▶ **SUPPLIED DATA**
++++++++
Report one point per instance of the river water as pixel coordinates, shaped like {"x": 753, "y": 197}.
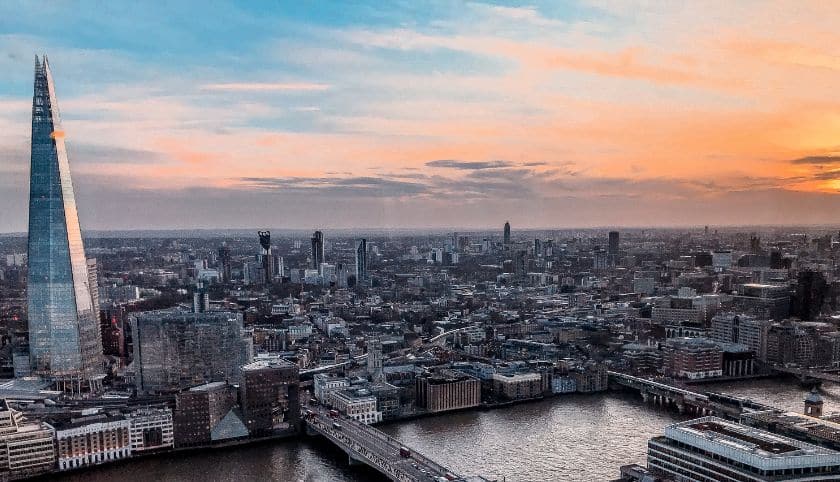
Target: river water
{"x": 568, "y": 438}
++++++++
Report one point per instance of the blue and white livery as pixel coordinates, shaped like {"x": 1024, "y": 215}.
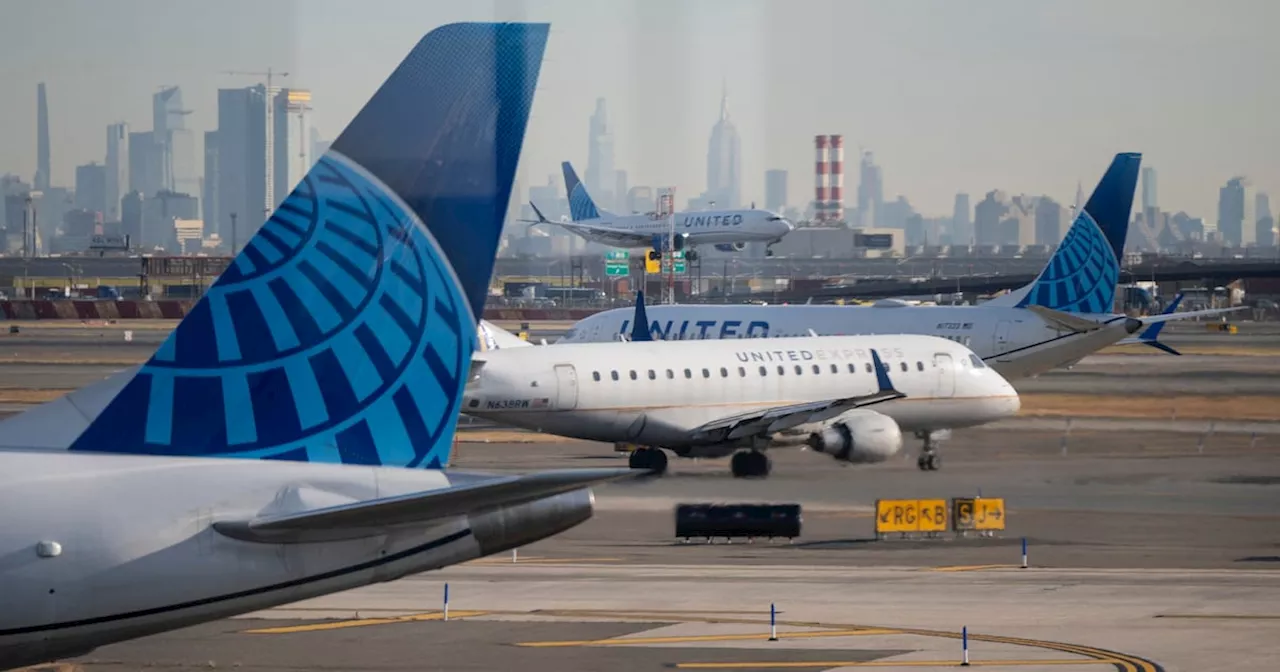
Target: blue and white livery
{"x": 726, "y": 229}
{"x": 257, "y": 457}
++++++++
▶ **EXERCISE BRIEF**
All lines that contain the word "shaped" should be copied from the listing.

▶ **ANSWER TO THE EXERCISE**
Report one point per instance of the river water as pixel coordinates, shaped like {"x": 753, "y": 197}.
Report one point per instance of the blue and white livery as pixel coordinates, shaped like {"x": 1024, "y": 215}.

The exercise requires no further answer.